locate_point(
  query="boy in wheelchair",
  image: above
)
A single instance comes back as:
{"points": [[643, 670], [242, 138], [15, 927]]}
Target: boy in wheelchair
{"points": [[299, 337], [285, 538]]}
=====
> Directions for this task
Copy the entire listing exactly. Do not skip a line.

> Reply
locate_point(
  query="boy in wheelchair",
  image: above
)
A single instance comes back as:
{"points": [[643, 670], [242, 138], [15, 927]]}
Target: boy in wheelchair
{"points": [[299, 337], [285, 538]]}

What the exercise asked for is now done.